**EXERCISE DESCRIPTION:** Make an exact copy of the records, with the pictures left out.
════════
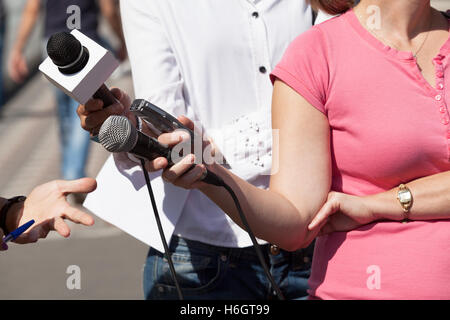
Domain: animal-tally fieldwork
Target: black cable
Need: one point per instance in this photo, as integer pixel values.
(161, 232)
(255, 243)
(213, 179)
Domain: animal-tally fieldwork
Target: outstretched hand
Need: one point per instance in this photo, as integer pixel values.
(48, 206)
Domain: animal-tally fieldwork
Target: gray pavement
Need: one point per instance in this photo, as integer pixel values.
(110, 261)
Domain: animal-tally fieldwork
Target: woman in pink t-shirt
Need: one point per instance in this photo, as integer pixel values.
(360, 105)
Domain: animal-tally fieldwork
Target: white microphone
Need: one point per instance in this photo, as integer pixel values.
(79, 66)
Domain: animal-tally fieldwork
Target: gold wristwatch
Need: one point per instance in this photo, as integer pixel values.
(404, 196)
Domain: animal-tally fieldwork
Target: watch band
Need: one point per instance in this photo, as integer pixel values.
(5, 209)
(406, 205)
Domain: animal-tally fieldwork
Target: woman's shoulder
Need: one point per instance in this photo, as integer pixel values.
(321, 36)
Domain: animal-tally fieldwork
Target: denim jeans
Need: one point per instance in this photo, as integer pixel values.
(207, 272)
(74, 139)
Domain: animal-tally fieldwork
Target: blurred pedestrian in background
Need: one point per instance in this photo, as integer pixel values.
(2, 36)
(64, 15)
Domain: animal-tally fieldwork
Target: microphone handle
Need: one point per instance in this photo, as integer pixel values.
(150, 149)
(105, 95)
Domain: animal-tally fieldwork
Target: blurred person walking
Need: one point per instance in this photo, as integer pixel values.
(2, 39)
(64, 15)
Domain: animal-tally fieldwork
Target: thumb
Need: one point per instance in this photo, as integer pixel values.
(117, 93)
(83, 185)
(186, 122)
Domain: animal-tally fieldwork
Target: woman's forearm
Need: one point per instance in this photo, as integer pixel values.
(431, 200)
(270, 215)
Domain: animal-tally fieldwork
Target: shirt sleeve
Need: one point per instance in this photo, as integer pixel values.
(156, 74)
(304, 67)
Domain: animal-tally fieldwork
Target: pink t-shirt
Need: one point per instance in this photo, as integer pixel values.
(388, 126)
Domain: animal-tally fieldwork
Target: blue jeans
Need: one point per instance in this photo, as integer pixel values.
(74, 140)
(218, 273)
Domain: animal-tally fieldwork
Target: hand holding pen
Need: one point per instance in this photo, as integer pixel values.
(48, 207)
(13, 235)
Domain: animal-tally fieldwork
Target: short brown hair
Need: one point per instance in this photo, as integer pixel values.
(332, 6)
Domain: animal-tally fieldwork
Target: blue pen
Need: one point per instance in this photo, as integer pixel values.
(16, 233)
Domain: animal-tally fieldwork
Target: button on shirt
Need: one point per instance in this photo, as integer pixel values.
(210, 60)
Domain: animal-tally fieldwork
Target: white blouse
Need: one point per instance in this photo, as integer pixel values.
(209, 60)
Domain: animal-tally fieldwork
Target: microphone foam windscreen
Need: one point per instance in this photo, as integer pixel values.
(117, 134)
(63, 48)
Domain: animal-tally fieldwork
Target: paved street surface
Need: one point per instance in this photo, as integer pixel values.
(110, 261)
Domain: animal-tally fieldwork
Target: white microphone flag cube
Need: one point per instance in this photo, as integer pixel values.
(82, 85)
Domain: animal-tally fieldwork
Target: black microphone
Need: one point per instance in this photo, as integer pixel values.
(117, 134)
(70, 56)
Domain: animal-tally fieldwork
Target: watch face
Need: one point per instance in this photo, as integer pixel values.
(404, 196)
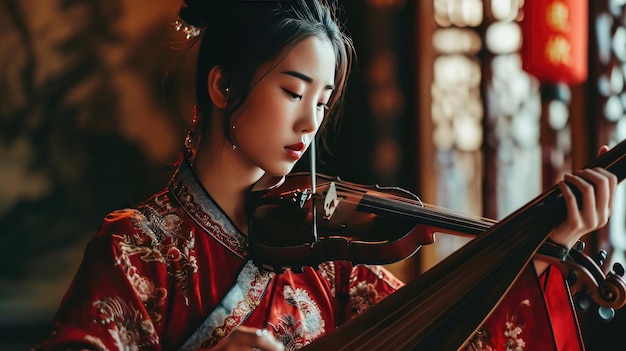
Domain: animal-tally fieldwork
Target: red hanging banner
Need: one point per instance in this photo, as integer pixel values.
(555, 35)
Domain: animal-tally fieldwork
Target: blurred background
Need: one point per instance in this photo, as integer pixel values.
(474, 105)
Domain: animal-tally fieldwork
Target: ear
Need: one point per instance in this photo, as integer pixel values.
(218, 87)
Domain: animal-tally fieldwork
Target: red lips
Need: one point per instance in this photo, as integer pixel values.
(296, 147)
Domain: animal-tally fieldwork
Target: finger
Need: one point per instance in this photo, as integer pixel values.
(603, 149)
(262, 340)
(612, 180)
(585, 215)
(604, 184)
(571, 205)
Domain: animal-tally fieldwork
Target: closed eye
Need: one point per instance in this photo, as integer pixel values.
(293, 95)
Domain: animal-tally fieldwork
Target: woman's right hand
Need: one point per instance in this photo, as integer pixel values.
(248, 339)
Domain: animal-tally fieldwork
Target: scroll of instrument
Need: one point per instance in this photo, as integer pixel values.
(313, 219)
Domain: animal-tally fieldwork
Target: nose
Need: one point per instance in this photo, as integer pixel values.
(310, 120)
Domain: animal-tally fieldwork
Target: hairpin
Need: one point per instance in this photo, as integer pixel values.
(189, 29)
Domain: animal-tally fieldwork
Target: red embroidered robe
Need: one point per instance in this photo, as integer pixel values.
(151, 275)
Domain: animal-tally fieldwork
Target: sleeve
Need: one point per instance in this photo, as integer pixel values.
(535, 314)
(111, 304)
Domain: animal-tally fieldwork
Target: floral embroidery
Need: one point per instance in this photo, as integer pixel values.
(129, 330)
(258, 281)
(151, 296)
(479, 340)
(294, 333)
(162, 239)
(196, 202)
(514, 327)
(362, 296)
(93, 341)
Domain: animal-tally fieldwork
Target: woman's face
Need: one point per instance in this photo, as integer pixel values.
(285, 107)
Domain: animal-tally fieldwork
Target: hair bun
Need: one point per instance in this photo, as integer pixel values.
(203, 13)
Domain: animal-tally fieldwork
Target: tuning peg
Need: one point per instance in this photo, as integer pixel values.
(600, 257)
(298, 269)
(582, 301)
(618, 269)
(606, 313)
(580, 246)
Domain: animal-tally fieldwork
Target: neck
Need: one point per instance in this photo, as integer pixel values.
(225, 177)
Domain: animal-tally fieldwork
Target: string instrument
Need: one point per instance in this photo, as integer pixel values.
(382, 225)
(424, 314)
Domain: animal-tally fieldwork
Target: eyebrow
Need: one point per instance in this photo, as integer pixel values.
(306, 78)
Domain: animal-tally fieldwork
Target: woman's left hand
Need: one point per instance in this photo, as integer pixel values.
(597, 187)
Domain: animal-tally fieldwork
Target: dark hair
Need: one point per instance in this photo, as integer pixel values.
(240, 36)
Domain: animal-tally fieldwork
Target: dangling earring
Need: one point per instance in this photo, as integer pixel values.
(231, 137)
(189, 149)
(226, 93)
(189, 145)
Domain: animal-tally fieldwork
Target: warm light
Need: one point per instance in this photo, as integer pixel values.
(503, 37)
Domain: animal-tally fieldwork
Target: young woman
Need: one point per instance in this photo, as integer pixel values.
════════
**EXERCISE RESPONSE:**
Domain: animal-tally fieldwork
Target: black cable
Need: one point per instance in this photo, as integer pixel values.
(161, 232)
(255, 243)
(213, 179)
Domain: animal-tally fieldwork
Target: outstretched hand
Need: one point per instance in this photo, as integer pixel values.
(48, 206)
Domain: animal-tally fieldwork
Target: gray pavement
Need: one point per instance in this photo, as integer pixel values.
(110, 261)
Domain: animal-tally fieldwork
Target: woman in pink t-shirt
Need: one point per instance in this photo, as integer pixel values.
(360, 105)
Domain: animal-tally fieldwork
Target: white microphone
Need: one point per instance in this photo, as integer pixel values.
(79, 66)
Domain: animal-tally fieldwork
Target: gold wristwatch
Need: one point per instance in this photo, as integer pixel values.
(404, 196)
Domain: animal-tally fieldwork
Target: watch band
Need: one point per instance in this photo, as integer pixel values.
(5, 209)
(406, 205)
Domain: animal-tally fieldwork
Target: woman's shoulder
Need: one point per instance in this photo, as integer pixel values.
(321, 36)
Domain: animal-tally fieldwork
Target: denim jeans
Need: one point per instance in this photo, as integer pixel values.
(207, 272)
(74, 139)
Domain: animal-tally fieldwork
Target: blurred pedestrian in background
Need: one point per instance in this photo, as integer pixel values.
(2, 36)
(64, 15)
Domain: animal-tally fieldwork
Target: microphone handle
Need: one point per instance in this photo, as integer pixel values.
(150, 149)
(105, 95)
Domain: animal-tally fieldwork
Target: blurred person walking
Need: one point per instance in this photo, as integer pixel values.
(2, 39)
(64, 15)
Domain: animal-tally fieldwork
Target: thumb
Need: one point per instance in this photo, as integer pixel values.
(117, 93)
(83, 185)
(186, 122)
Domain: animal-tally fieldwork
Target: woman's forearm
Need: one point per instance in this photo, as integer pixel values.
(431, 200)
(270, 215)
Domain: animal-tally fieldwork
Target: shirt sleeve
Need: one point per instance in this photo, as integer pixel values.
(156, 74)
(304, 67)
Domain: animal-tally fieldwork
Target: pink t-shirt
Need: one point per instance in this photo, as integer pixel values.
(388, 126)
Domain: animal-tally fieldwork
Target: blue jeans
Need: one point per instance in this photo, as integer pixel values.
(74, 140)
(218, 273)
Domain: animal-tally fieldwork
Target: hand holding pen
Need: one point per instance in this photo, as integer pixel values.
(48, 207)
(13, 235)
Domain: animal-tally fieldwork
Target: short brown hair
Need: one point per instance in this photo, as integer pixel values.
(332, 6)
Domain: animal-tally fieldwork
Target: blue pen
Need: one point per instance in this photo, as integer pixel values.
(16, 233)
Domain: animal-tally fieldwork
Target: button on shirt
Need: one point per instance in this photo, as integer pixel values.
(210, 60)
Domain: animal-tally fieldwork
Target: white blouse
Need: one point per instance in this photo, as integer pixel values.
(209, 60)
Domain: animal-tally fieldwork
Target: microphone foam windscreen
Need: one point per instance in this photo, as integer pixel values.
(117, 134)
(63, 48)
Domain: animal-tally fieldwork
Target: paved street surface
Need: one point per instance in this photo, as integer pixel values.
(110, 261)
Domain: animal-tally fieldwork
Target: white microphone flag cube
Need: one point per instance in this photo, as integer pixel values.
(82, 85)
Domain: animal-tally fieldwork
Target: black microphone
Need: one point per instance in this photo, as integer pixel values.
(117, 134)
(70, 56)
Domain: animal-tally fieldwork
Target: watch face
Need: one point per instance in this photo, as integer pixel values.
(404, 196)
Domain: animal-tally fieldwork
Target: red hanging banner
Need: one point per instance in this photo, as integer pixel values.
(555, 35)
Domain: animal-tally fieldwork
Target: blurred background
Need: one point per instance in this photo, as integer pixel values.
(474, 105)
Domain: animal-tally fieldwork
Target: ear
Need: one point per instance in this photo, as integer pixel values.
(218, 87)
Domain: animal-tally fieldwork
Target: red lips
Need: one point per instance in this photo, as integer pixel values.
(296, 147)
Domain: animal-tally fieldwork
Target: finger
Need: one point per instance in this photo, as integer pixel values.
(603, 149)
(262, 340)
(612, 180)
(585, 215)
(604, 184)
(571, 205)
Domain: animal-tally fieldwork
Target: closed eye
Need: one point per instance in this photo, as integer pixel values.
(293, 95)
Domain: animal-tally fieldwork
Target: woman's right hand
Need: one point per instance in this photo, as integer pixel values.
(248, 339)
Domain: animal-tally fieldwork
Target: scroll of instrument
Need: one point per instance in this photo, as integer pixel values.
(313, 219)
Domain: animal-tally fieldwork
Target: nose
Need: one point per instance in this photo, as integer pixel values.
(310, 120)
Domain: animal-tally fieldwork
Target: hairpin
Need: one point per instance in this photo, as integer pixel values.
(189, 29)
Domain: animal-tally fieldwork
Target: red embroidered robe
Need: one point per instance in this photo, as integer pixel values.
(151, 275)
Domain: animal-tally fieldwork
Target: sleeve
Need: one point per instance in this photo, as integer pixel values.
(535, 314)
(111, 304)
Domain: animal-tally fieldwork
Target: floral embroidery
Need: one point per instance in this photo, as integer pixel values.
(129, 330)
(258, 281)
(151, 296)
(479, 340)
(294, 333)
(162, 239)
(196, 202)
(514, 327)
(362, 296)
(93, 341)
Domain: animal-tally fieldwork
Target: woman's face
Need: one point per instance in this photo, as integer pixel values.
(285, 107)
Domain: animal-tally fieldwork
Target: hair bun
Need: one point per instance in this photo, as integer pixel values.
(203, 13)
Domain: animal-tally fieldwork
Target: tuning peg
Need: one point per instance in this photo, as integer pixel values.
(600, 257)
(298, 269)
(582, 301)
(618, 269)
(606, 313)
(580, 246)
Domain: animal-tally fieldwork
Target: neck
Need: one point per instance in this photo, as integer pixel values.
(225, 177)
Domain: animal-tally fieldwork
Target: string instrument
Need: one point per instance in this photo, as integer pixel values.
(382, 225)
(424, 314)
Domain: animal-tally fieldwork
Target: eyebrow
Need: one point per instance in this photo, as integer pixel values.
(306, 78)
Domain: animal-tally fieldwork
Target: woman's left hand
Need: one point per instance in this photo, as integer pixel values.
(597, 187)
Domain: animal-tally fieldwork
Target: dark hair
Need: one point per instance in this photo, as integer pixel values.
(240, 36)
Domain: animal-tally fieldwork
Target: dangling earring
Need: one point per instance in this photo, as integer pixel values.
(231, 137)
(189, 149)
(226, 93)
(189, 145)
Domain: animal-tally fieldwork
Target: warm light
Need: one point per instance in this photo, as integer pixel values.
(503, 37)
Domain: animal-tally fieldwork
Target: young woman
Need: one point per instance in this photo, as integer pixel values.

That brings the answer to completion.